# Your goal
Copy out, precisely as given, the lines from the line with "Where can the elderly" to the end of the entries that follow.

# Saved entries

▼

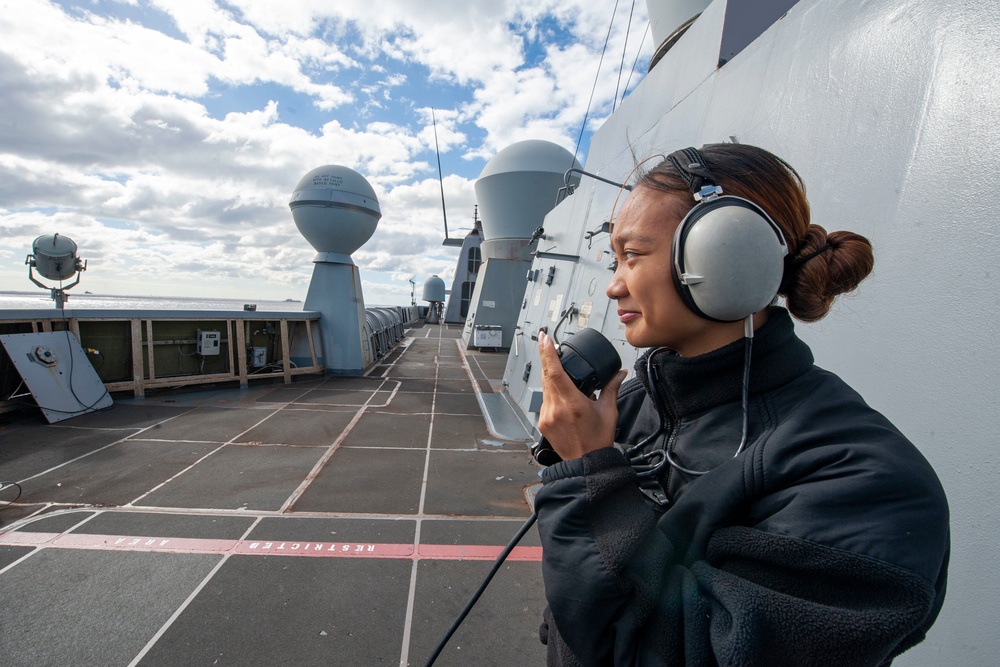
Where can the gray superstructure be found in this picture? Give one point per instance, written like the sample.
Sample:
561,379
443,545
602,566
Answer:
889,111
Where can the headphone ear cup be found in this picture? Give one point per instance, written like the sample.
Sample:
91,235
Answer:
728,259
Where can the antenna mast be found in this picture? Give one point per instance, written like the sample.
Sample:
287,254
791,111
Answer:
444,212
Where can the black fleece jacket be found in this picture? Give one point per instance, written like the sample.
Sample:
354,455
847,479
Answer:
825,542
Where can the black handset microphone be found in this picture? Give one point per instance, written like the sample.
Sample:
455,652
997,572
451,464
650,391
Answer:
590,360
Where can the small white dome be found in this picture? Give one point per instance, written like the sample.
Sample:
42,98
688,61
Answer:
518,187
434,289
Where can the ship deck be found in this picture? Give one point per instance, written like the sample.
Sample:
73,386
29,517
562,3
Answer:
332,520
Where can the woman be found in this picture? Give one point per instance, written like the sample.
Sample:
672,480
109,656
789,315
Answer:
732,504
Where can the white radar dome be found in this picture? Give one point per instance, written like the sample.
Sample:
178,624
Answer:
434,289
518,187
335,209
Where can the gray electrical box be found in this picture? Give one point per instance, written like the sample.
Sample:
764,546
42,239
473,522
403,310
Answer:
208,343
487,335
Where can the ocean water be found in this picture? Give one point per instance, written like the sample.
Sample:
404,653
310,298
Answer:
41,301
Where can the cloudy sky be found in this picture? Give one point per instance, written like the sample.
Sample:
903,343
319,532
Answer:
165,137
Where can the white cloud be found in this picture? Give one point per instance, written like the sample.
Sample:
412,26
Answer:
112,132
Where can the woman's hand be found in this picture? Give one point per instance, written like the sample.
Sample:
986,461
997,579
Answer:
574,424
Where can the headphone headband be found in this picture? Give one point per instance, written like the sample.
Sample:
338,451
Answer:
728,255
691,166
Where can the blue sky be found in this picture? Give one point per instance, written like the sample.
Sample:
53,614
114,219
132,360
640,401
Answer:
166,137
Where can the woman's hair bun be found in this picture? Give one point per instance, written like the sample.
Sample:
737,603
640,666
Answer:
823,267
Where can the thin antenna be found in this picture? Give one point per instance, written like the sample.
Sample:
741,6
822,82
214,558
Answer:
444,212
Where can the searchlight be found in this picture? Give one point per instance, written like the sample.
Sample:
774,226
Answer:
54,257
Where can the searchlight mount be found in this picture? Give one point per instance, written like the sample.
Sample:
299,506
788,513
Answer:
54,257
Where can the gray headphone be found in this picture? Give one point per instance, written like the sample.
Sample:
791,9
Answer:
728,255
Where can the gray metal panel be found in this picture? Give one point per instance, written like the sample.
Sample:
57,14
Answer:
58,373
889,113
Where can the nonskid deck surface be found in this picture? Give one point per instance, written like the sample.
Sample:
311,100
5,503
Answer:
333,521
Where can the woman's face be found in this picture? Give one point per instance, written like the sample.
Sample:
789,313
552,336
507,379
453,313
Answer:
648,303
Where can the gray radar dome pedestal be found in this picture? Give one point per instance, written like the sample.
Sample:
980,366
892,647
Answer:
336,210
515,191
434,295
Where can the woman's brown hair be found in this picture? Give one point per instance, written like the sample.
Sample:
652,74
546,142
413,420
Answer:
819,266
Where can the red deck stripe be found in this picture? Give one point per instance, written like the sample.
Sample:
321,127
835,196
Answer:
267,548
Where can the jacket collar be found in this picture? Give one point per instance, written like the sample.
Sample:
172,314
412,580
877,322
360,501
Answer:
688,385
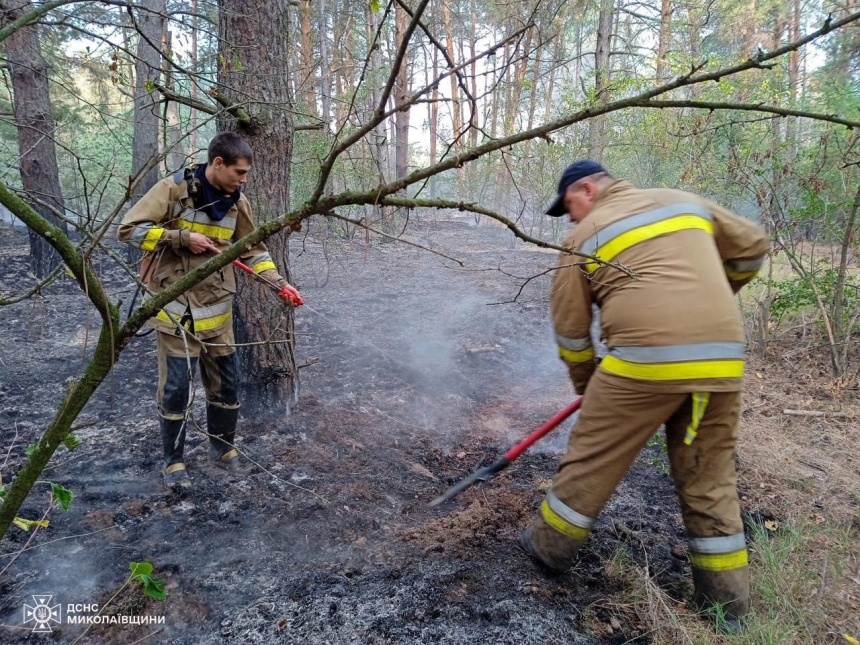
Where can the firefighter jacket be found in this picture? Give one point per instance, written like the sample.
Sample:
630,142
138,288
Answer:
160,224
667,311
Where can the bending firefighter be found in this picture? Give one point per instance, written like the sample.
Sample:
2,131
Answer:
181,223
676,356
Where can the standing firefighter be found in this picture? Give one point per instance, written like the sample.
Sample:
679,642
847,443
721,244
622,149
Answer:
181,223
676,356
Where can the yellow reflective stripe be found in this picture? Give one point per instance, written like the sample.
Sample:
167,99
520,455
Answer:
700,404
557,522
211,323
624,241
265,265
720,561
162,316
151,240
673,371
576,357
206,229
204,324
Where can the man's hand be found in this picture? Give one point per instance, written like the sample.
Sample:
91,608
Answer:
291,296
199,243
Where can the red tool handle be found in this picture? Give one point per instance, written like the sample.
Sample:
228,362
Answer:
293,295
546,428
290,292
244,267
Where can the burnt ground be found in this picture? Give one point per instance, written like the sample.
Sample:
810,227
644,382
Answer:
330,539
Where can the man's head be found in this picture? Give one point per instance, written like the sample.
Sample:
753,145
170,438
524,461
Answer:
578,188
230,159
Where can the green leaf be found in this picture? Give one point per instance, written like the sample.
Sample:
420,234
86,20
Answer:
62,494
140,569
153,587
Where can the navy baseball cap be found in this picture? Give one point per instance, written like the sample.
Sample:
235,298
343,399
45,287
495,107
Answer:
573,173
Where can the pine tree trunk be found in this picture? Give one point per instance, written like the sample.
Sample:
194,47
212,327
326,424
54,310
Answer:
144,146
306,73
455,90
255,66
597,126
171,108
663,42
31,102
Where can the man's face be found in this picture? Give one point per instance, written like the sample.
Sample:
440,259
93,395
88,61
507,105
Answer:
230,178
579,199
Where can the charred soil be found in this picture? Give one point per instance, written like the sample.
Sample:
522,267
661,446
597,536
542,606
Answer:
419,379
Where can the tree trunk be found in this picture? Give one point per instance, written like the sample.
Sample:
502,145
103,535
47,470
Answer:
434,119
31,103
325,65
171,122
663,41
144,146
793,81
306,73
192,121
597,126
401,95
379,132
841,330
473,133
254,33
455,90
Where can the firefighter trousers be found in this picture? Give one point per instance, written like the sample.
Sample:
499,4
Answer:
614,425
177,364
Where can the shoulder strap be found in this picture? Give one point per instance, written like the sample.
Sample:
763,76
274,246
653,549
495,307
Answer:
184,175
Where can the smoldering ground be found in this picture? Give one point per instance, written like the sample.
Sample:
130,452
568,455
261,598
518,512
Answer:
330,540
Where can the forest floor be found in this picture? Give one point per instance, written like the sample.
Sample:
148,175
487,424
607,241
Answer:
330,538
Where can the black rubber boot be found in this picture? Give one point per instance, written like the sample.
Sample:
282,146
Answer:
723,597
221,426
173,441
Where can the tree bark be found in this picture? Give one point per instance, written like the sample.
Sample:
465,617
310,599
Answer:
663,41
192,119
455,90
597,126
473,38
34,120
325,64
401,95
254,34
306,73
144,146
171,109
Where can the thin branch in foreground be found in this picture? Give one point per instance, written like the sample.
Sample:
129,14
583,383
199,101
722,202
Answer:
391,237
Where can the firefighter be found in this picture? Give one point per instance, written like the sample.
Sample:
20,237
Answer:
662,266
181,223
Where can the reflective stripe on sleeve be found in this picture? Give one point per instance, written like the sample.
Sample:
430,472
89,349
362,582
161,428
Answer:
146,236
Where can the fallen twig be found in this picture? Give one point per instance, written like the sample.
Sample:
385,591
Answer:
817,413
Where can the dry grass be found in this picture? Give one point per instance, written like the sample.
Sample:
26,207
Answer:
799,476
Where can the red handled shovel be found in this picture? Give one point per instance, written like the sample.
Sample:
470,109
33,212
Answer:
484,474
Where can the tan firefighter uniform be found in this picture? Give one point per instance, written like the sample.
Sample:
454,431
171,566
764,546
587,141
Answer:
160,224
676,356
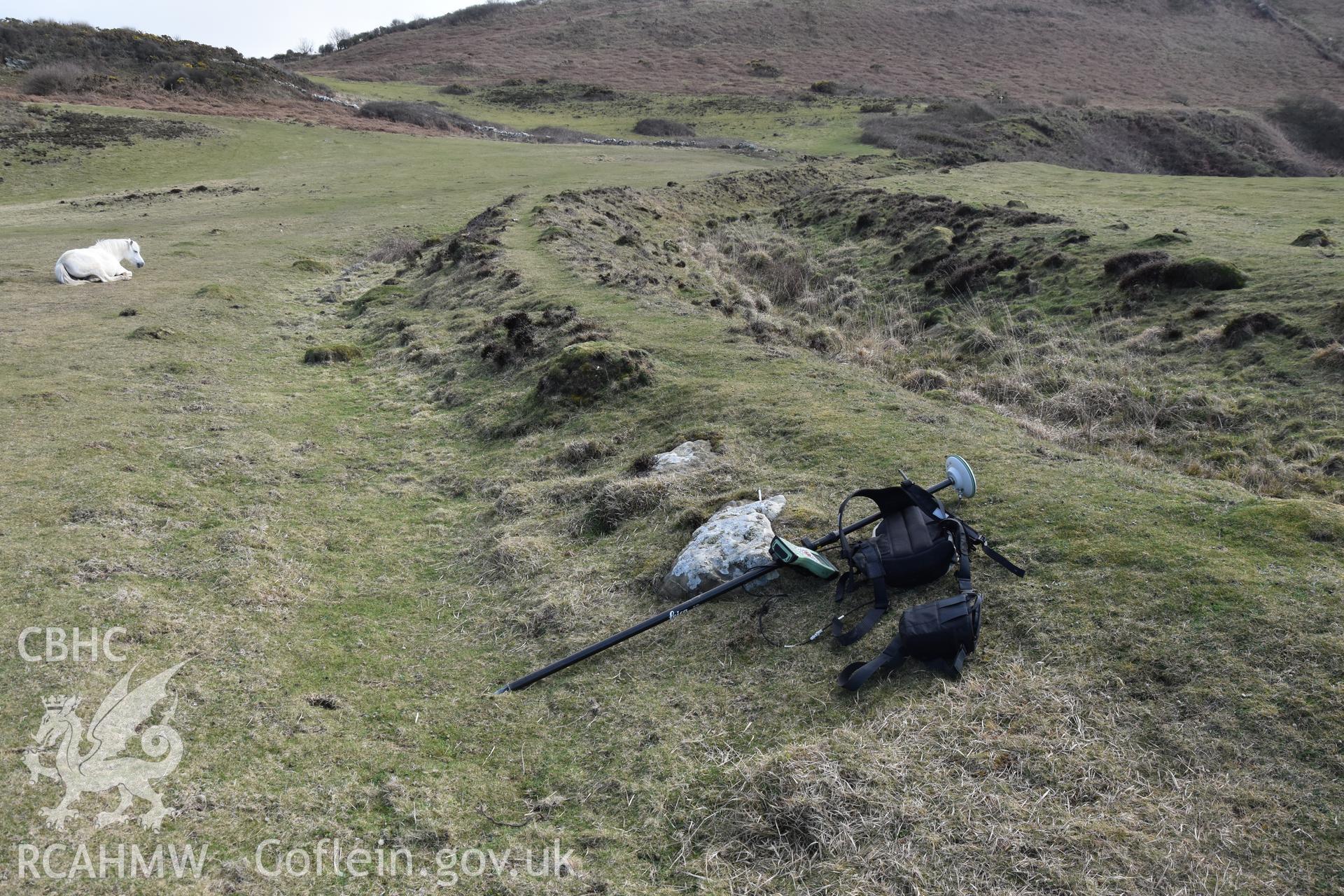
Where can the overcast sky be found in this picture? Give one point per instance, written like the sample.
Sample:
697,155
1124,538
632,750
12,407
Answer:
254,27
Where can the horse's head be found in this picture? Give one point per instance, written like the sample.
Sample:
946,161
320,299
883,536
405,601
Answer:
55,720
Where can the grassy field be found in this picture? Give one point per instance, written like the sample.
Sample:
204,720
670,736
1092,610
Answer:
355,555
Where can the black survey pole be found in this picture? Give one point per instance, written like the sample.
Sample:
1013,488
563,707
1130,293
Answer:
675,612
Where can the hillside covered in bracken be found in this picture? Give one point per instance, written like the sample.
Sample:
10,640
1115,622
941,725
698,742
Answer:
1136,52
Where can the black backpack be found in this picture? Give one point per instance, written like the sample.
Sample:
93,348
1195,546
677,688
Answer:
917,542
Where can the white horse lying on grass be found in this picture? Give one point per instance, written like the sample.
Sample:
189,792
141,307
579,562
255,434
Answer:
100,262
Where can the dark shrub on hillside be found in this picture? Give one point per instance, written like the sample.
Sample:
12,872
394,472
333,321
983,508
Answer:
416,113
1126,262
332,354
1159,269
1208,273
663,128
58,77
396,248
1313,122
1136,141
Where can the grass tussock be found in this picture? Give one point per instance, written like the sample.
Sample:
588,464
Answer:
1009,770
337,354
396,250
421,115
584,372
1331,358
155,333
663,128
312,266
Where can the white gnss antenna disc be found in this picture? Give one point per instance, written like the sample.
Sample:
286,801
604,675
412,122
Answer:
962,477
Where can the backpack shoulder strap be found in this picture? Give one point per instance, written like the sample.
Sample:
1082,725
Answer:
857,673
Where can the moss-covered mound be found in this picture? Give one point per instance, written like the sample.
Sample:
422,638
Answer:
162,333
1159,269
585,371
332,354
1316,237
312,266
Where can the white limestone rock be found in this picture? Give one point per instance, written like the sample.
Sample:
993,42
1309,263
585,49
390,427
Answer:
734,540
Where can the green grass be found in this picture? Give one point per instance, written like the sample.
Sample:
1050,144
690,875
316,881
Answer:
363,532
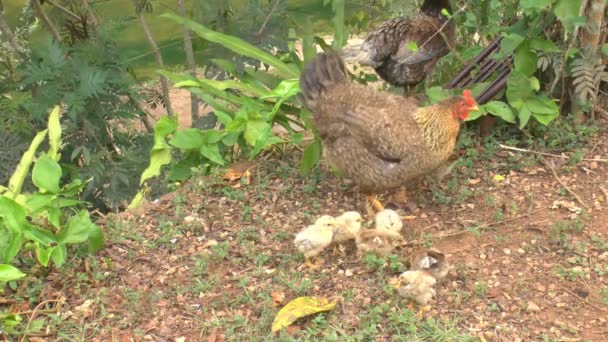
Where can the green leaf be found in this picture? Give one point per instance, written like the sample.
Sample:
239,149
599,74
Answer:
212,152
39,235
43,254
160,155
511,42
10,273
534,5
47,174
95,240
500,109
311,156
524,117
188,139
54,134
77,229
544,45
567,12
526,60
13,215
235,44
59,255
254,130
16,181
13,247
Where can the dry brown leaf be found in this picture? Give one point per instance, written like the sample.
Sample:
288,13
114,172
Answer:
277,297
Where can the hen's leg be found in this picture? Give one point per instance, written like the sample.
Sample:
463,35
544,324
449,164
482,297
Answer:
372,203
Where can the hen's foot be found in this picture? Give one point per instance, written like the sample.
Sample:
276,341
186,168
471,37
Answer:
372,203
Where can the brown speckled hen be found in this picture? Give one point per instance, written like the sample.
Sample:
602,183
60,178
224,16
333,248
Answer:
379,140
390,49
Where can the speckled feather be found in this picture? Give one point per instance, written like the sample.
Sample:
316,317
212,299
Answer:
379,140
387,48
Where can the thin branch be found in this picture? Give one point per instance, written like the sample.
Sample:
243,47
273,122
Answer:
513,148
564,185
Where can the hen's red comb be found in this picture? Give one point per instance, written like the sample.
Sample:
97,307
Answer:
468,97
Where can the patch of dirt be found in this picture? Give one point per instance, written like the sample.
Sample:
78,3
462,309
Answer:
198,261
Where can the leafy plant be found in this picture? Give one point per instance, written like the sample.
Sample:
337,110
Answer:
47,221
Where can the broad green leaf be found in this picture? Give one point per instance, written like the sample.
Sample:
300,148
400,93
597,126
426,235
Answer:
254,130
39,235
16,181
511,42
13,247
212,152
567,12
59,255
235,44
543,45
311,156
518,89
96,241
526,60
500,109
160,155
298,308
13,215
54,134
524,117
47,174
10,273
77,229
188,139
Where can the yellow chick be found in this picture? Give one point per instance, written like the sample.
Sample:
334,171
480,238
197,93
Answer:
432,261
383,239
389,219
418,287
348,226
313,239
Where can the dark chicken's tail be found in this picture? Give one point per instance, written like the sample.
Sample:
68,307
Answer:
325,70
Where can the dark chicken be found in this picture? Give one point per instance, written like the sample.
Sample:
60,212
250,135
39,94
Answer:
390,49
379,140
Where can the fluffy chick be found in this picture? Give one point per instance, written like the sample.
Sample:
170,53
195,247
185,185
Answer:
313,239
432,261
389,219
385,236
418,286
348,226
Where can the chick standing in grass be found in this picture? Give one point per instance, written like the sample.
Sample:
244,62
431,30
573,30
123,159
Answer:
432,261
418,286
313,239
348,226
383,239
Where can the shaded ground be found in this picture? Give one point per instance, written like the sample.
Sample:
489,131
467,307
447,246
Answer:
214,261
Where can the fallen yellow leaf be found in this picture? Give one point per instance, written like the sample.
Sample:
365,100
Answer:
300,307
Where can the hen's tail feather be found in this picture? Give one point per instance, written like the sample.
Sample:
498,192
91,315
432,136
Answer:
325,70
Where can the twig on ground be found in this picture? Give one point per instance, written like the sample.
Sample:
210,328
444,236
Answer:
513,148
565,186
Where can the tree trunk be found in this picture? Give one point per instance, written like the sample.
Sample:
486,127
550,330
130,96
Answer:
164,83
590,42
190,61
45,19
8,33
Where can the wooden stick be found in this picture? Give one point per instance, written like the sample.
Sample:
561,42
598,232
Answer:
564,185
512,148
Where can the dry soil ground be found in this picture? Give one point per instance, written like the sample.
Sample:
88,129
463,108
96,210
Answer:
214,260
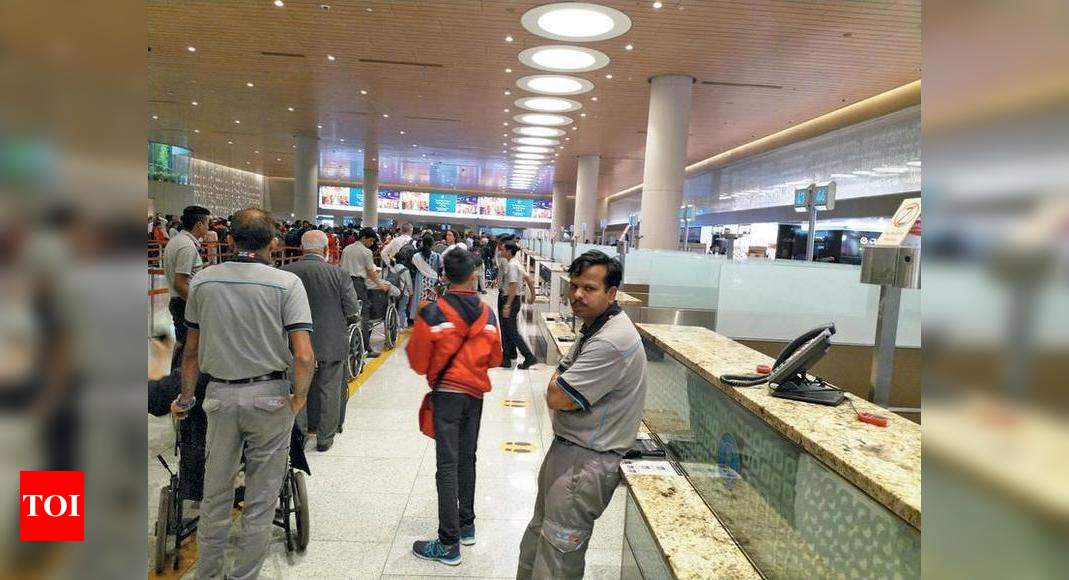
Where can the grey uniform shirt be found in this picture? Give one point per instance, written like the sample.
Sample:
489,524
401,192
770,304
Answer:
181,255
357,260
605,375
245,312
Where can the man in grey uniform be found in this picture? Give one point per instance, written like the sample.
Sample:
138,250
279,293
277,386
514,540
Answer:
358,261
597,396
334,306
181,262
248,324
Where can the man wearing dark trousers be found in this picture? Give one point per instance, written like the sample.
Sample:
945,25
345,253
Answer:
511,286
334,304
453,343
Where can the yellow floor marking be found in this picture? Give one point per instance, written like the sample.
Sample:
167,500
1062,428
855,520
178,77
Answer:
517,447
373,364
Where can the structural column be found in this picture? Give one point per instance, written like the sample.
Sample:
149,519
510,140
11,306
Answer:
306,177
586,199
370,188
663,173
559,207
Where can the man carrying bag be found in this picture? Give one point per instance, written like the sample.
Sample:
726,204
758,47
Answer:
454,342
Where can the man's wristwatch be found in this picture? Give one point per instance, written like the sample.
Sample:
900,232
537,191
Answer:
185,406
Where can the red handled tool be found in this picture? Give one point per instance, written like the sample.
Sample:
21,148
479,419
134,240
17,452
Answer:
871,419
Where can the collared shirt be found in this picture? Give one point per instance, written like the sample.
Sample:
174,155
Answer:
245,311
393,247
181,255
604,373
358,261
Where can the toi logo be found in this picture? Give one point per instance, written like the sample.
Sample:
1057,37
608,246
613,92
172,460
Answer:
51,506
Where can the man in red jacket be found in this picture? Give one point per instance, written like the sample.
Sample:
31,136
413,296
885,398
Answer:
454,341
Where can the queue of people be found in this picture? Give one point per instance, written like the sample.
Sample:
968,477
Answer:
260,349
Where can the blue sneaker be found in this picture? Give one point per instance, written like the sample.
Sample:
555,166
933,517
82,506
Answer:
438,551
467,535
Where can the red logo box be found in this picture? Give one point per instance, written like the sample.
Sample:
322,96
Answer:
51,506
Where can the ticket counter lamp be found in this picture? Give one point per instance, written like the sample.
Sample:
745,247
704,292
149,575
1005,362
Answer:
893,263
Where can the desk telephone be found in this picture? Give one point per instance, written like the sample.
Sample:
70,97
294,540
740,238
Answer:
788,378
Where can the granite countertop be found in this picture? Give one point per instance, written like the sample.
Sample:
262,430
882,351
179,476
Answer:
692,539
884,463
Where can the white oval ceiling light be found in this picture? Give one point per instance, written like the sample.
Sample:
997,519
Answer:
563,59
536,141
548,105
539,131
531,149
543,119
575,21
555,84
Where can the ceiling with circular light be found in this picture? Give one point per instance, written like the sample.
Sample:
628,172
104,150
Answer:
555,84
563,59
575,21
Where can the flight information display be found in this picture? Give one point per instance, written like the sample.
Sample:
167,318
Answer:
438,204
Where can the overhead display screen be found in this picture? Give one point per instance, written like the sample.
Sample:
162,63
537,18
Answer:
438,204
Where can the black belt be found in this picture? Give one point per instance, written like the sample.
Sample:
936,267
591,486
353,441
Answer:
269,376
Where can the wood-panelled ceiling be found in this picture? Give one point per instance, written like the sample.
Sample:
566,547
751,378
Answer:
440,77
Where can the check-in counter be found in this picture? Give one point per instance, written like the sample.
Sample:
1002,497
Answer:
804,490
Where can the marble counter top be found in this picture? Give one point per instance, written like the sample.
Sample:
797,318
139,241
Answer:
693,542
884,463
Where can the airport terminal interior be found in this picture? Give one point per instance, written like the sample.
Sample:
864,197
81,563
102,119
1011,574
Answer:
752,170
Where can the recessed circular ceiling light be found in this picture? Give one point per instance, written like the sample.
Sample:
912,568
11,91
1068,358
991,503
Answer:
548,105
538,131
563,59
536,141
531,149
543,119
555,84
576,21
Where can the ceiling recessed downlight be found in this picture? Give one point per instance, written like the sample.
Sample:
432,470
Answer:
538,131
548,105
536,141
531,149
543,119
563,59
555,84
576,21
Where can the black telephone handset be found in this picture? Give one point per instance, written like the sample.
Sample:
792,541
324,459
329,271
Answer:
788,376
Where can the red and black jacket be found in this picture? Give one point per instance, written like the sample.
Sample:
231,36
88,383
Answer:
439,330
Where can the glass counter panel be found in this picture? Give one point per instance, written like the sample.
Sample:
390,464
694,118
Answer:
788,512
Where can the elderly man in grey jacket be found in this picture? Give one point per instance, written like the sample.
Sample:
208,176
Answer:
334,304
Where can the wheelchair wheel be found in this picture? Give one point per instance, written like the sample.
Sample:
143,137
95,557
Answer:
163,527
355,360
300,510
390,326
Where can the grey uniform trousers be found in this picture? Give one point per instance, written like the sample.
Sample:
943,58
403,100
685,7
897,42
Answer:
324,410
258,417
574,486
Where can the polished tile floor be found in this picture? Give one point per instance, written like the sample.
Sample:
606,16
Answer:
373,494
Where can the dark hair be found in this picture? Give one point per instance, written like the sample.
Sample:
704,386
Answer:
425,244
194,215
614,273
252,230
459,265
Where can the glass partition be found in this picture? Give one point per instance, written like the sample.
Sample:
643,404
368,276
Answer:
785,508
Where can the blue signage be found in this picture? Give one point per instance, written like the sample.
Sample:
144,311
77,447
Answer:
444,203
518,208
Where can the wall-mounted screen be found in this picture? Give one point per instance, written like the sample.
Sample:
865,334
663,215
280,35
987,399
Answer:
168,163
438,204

▲

# Finished task
Where can the elderly man in grey jacket be found in this picture? Give one point per instance, written like the sample.
Sample:
208,176
Answer:
334,304
Where can the wheelchair wheel be found in this picture? Give one point per instance, written like the sample.
Sample:
143,137
95,557
Answer:
163,527
355,360
300,510
390,326
Where can the grey uniform trousers be found in this picture? Give one point per instance, written like the sample.
Sample:
943,58
403,100
685,7
897,42
Answer:
324,410
258,417
574,486
Where can the polished tile floor be found in this picture? Give one point per instance, written like the sample.
Sample:
606,16
Answer:
373,494
Where can the dark hair be found in this picture? Give one point per instance, written like the sample.
Sample:
704,386
Answer:
425,244
194,215
614,273
252,230
459,265
Where can the glass partition be found in this picture? Give one point per instance, written like the sample.
Sample:
643,404
368,276
Answer:
785,508
Where can the blue signage be found in this picture? Give one point per instance, written like the sample.
Sample:
144,311
77,447
Answer:
444,203
518,208
Where can the wall-mounted screen be found in this picture? Give one point per instance, written like the sample.
Sample:
865,334
663,215
280,35
987,399
Answer:
168,163
438,204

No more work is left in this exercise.